SUPPLIED PASSAGE –
— begin —
Are you a solopreneur? How does it work for you? - hhm
The question is simple: are you a solopreneur, rather than an entrepreneur? How does your business work, how do you manage different clients, responsibilities, etc, being a single founder, possibly with no other persons to help you with the tasks? And also, why are you a solopreneur in the first place?<p>I had a small game dev studio, but I found that I wanted to work on more interesting technical issues by myself. Currently I'm working as a one person consulting company, for the development of new tech related projects. Projects I work in are very interesting, I learn a lot with my work, and I also keep a better part of the gains of the company. However, I have issues with the kind of services I can provide: I can't provide a soft development service as, once I'm developing programs for one or two clients (even if I make a part of it be developed by a third party), I have no more time to do a second or third project. So I'm starting to provide a consulting service, and only eventually offering development for very interesting projects.<p>It's working now but this is new for me, and I'm not sure how I'll manage this in the future... what do you think about it? do you know other cases similar to mine? how do they / you manage this kind of problem?
— end —
OBJECTIVE –
In the solopreneur forum post, what did the poster run before working as a one-person consulting company?

GIVEN ENTRIES –
— begin —
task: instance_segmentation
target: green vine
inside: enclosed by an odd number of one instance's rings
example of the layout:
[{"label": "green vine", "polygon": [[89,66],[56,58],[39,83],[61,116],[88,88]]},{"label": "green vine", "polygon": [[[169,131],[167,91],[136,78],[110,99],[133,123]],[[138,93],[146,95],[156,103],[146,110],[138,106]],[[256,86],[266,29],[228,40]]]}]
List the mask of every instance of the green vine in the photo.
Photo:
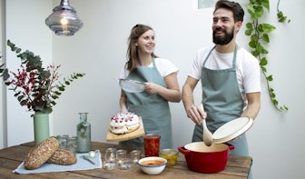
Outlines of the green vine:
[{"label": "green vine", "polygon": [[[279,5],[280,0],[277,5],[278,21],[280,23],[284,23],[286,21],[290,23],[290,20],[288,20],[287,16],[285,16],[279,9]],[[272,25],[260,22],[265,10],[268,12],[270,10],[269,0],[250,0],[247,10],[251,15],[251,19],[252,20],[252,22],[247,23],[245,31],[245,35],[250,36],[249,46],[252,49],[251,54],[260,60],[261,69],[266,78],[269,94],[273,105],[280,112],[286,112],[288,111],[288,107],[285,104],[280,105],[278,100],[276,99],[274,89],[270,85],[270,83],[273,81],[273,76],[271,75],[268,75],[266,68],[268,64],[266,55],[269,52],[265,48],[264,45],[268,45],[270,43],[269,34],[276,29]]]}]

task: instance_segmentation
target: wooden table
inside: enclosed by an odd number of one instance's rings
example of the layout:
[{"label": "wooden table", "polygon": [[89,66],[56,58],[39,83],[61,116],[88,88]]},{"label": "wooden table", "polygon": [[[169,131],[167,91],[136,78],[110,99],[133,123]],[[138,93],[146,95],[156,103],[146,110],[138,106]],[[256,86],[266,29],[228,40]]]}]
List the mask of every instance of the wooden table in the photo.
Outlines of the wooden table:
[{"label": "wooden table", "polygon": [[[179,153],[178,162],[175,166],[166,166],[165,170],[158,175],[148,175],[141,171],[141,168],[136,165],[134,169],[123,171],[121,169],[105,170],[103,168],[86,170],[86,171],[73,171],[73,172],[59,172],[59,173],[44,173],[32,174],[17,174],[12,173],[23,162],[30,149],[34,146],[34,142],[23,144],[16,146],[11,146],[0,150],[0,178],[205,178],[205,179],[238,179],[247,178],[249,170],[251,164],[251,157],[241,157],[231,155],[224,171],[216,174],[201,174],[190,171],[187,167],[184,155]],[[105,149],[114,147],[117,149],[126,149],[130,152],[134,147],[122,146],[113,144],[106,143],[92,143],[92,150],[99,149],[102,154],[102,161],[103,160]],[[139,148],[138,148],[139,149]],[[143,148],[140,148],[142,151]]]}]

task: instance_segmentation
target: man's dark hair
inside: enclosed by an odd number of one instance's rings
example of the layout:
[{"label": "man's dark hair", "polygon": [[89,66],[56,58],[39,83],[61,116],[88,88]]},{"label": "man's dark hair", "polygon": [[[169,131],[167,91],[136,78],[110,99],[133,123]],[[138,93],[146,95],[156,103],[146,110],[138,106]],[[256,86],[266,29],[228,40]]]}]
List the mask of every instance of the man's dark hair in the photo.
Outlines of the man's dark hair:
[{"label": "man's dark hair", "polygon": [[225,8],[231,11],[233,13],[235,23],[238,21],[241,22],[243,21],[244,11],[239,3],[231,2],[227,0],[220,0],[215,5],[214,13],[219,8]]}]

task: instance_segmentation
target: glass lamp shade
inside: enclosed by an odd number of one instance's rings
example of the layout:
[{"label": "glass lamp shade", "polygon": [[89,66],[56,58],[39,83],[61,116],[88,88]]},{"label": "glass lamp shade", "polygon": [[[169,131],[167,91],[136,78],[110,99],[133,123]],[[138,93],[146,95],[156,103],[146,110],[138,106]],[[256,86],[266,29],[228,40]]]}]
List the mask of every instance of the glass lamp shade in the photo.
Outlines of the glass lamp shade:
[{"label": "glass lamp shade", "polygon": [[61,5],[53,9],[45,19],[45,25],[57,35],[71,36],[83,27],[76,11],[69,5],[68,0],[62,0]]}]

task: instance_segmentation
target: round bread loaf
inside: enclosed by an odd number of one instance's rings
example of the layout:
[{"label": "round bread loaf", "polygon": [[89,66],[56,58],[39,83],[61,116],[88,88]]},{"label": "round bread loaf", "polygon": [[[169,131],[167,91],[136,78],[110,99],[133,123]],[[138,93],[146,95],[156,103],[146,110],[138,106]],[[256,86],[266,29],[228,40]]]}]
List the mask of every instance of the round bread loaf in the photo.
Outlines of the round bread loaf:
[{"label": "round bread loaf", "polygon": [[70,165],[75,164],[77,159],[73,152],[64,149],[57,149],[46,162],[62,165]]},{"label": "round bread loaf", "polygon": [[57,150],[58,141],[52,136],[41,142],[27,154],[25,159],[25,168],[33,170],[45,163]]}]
— end —
THE COMPLETED TASK –
A small game dev studio.